## Do this:
Copy verbatim the lines from the one containing "If you could tag each instance of the storage" through the final line, including both.

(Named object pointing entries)
::::::

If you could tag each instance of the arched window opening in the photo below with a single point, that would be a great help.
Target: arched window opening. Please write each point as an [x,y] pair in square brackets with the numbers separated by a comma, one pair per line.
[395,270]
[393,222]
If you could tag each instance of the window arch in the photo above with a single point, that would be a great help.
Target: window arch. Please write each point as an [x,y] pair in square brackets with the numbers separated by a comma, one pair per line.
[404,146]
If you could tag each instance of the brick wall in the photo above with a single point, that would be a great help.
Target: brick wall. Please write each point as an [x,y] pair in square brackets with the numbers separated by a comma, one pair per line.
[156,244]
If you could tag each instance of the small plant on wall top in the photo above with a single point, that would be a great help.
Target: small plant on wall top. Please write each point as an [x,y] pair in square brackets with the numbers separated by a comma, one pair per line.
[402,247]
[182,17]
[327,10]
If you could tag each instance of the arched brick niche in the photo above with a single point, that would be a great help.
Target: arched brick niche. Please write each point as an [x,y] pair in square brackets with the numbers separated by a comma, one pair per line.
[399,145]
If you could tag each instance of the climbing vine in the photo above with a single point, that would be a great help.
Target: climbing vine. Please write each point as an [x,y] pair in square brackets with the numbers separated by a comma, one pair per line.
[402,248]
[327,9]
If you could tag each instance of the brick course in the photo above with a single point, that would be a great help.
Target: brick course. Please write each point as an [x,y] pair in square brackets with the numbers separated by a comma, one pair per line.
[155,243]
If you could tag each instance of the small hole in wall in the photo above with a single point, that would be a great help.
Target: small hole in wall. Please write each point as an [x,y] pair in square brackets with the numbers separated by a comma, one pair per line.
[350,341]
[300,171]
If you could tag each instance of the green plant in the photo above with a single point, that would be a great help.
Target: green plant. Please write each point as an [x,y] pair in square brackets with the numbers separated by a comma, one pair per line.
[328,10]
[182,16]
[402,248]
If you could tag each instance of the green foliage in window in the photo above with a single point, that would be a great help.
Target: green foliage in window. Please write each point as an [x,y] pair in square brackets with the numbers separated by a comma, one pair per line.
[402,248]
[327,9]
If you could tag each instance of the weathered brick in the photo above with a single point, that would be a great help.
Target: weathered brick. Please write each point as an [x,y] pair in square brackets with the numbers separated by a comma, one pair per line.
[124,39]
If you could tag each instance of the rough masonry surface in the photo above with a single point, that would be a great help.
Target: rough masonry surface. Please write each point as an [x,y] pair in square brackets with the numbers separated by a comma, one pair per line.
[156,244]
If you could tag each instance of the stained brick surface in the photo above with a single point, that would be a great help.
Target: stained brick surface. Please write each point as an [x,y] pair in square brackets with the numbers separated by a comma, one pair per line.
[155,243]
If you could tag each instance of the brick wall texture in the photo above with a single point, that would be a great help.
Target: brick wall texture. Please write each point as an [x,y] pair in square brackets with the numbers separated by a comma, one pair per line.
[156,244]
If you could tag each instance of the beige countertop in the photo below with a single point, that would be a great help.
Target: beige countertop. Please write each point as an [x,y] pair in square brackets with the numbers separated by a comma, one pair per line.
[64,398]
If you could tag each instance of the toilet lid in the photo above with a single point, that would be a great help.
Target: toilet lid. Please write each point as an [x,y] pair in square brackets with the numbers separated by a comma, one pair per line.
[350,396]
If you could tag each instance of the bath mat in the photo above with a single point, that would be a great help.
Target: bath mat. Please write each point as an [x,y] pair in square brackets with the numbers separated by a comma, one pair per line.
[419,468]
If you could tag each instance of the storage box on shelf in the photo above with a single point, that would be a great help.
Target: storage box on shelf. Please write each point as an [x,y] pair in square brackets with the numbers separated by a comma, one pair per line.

::::::

## Exercise response:
If you could tag each instance of the storage box on shelf in the photo above with a single point, that would be a great help.
Target: storage box on shelf. Please write each point as an [x,y] pair in square brackets with the numbers separated by a comma, one pair per line.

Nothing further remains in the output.